### What is needed
What you return should match the data word for word, minus the images.

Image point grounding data

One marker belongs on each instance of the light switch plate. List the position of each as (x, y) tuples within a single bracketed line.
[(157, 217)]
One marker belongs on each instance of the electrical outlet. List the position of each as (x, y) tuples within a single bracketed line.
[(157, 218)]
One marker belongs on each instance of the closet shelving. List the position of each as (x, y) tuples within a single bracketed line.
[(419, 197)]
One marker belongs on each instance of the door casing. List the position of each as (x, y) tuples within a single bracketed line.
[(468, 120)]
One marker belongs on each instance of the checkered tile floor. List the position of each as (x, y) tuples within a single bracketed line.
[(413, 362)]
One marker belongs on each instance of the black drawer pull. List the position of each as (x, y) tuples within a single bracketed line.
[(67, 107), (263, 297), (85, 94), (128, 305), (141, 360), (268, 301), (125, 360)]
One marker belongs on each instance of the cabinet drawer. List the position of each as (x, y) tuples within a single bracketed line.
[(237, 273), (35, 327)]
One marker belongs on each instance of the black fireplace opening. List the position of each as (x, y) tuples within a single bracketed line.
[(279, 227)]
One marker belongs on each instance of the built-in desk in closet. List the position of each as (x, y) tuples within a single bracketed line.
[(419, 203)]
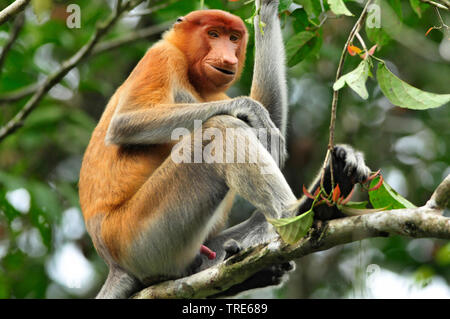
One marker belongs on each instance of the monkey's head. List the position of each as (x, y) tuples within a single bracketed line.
[(214, 43)]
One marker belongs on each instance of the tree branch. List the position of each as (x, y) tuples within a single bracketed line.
[(445, 6), (12, 10), (425, 221), (15, 30), (334, 102)]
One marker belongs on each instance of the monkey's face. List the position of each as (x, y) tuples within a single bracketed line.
[(220, 65), (216, 48)]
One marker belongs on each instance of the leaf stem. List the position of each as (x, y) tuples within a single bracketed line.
[(334, 102)]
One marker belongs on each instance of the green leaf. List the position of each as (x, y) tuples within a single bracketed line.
[(386, 197), (293, 229), (312, 8), (404, 95), (5, 207), (418, 7), (284, 5), (299, 46), (377, 35), (442, 256), (338, 7), (41, 8), (355, 79)]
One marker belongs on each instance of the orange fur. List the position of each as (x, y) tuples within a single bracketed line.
[(112, 177)]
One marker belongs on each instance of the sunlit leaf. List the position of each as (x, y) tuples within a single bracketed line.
[(355, 79), (353, 50), (386, 197), (338, 7), (402, 94)]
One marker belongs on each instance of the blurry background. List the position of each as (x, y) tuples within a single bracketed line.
[(45, 251)]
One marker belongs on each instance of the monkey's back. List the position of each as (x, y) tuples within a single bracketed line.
[(110, 175)]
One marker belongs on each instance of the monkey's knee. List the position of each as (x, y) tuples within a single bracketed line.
[(223, 122)]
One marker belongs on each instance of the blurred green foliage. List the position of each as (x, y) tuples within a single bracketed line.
[(42, 159)]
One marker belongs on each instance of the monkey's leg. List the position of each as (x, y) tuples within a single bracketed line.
[(160, 230)]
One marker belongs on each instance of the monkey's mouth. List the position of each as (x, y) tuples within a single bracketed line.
[(224, 71)]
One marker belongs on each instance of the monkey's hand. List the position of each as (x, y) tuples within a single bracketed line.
[(256, 116), (349, 168)]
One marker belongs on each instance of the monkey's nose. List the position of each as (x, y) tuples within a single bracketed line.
[(230, 59)]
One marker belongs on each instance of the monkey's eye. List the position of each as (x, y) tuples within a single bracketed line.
[(234, 38), (213, 34)]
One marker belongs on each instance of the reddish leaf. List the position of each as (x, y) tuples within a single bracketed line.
[(370, 52), (353, 50), (326, 201), (345, 200)]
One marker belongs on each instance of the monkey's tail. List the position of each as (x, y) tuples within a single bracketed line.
[(119, 285)]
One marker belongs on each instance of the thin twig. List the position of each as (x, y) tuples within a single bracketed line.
[(16, 28), (334, 102), (66, 66), (445, 6), (12, 10)]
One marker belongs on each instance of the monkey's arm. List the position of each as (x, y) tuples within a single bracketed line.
[(155, 124), (269, 78)]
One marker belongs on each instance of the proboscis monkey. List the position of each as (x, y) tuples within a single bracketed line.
[(149, 215)]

### Output
One marker belongs on each instance of the light switch plate. List the position of each as (x, y) tuples within a single bracketed line.
[(157, 217)]
One marker belongs on each instance of the electrical outlet. List the position of each as (x, y) tuples within a single bracketed line.
[(157, 218)]
One marker belongs on each instance of the closet shelving. List the position of each as (x, y) tuples within a single bracketed line.
[(419, 197)]
One marker belongs on each instance of the door casing. List the position of each as (x, y) tuples within a single bracketed line.
[(468, 120)]
One marker belongs on each instance of the checkered tile floor. List the position of each as (x, y) tuples within a single bracketed line.
[(413, 362)]
One marker belongs on each instance of the black drawer pull. List the position of each as (x, y) tuples within a single bracketed line.
[(67, 107), (263, 297), (85, 94), (128, 305), (141, 360), (268, 301), (125, 360)]
One marker belongs on each instance of the cabinet drawer. List the position of each as (x, y) tuples within a single bracketed line.
[(237, 273), (35, 327)]
One marker belongs on each instance of the black fireplace opening. List the position of each as (x, y) tuples within a single bracketed line.
[(279, 227)]
One marker belongs on each instance of the built-in desk in closet. List the position of each as (x, y) tuples within a single bracketed line.
[(419, 203)]
One marker belongs on each instance of the monkey's head. List the position of each as (x, y) tuples within a single bracketed line.
[(214, 43)]
One marker belongs on each instance of the tree branch. List the position of each as (x, y) tuples within a single bracketed line.
[(445, 6), (12, 10), (425, 221), (15, 30), (334, 102)]
One marker belongs on each instance of the monkey's face. List the position of each as (x, y) tuples within a single bracketed line.
[(220, 65), (216, 48)]
One marker belongs on each instance of the leaf stem. List the position of each as (x, y) tuples within a single bracketed line.
[(334, 102)]
One marker belongs on each instance of the green leaf. List the position of each as (x, y) tuples within a single bracketed line.
[(386, 197), (293, 229), (312, 8), (404, 95), (5, 207), (418, 7), (284, 5), (299, 46), (377, 35), (442, 256), (338, 7), (41, 8), (355, 79)]
One marker belongs on each instance of the orange fur. List the position of each as (x, y) tuples within a single bracketed line.
[(112, 177)]
One marker belongs on each instance of the sunlit leaf. List the position of each as (x, y) tuples within a single bracketed line.
[(355, 79), (353, 50), (386, 197), (338, 7), (402, 94)]
One marker belongs on each instance of the blurry background. List the position of each as (x, y) tuples within a single bracketed line.
[(45, 251)]
One marker belongs on each instance of the monkey's back. List the position of each as (x, y) tuples within a single bracketed line.
[(110, 175)]
One marker belongs on each instance of the monkey's knee. List the position of each as (x, y) tuples within a single bracketed line.
[(223, 122)]
One marker belongs on each instance of the blurred green foliage. List the position of each as (x, y) tuples within a single bracketed line.
[(42, 159)]
One marker belongs on each instance of the monkey's leg. List the position of each as (x, y) tuples within a single bracketed line.
[(160, 230)]
One marker belongs on each instance of the monkey's mouth. List the position of each as (x, y) tuples within a single bracketed line.
[(224, 71)]
One marker belongs on each instance of the monkey's hand. List the position of each as (x, y) tuples within a single bracketed line.
[(256, 116), (349, 168)]
One marker belongs on each instance of the monkey's nose. List the position of each as (x, y) tuples within a single bracketed line.
[(230, 59)]
One marker belongs on each instance of the monkey's eye. List the position of each as (x, y) tuples within a single bracketed line.
[(234, 38), (213, 34)]
One marker belongs on each instance of the reddish leaf. List the position of each as (x, y) tuples within a single bracketed line.
[(370, 52), (353, 50), (326, 201), (345, 200)]
One marker belongs on each instance of the monkey's tail. List the position of each as (x, y) tuples within a single bracketed line.
[(119, 285)]
One marker belongs on each instance of the thin twig. List the position of each as (x, y) tuples within a single bracketed line.
[(16, 28), (334, 102), (66, 66), (445, 6), (12, 10)]
One marker belongs on each instance of the monkey's arm. List the position of each as (x, y) tuples within a single bracketed line.
[(155, 124), (269, 78)]
One marker belongs on each instance of the proboscis monkey. List the position of each as (x, y) tuples within a single bracketed line.
[(149, 215)]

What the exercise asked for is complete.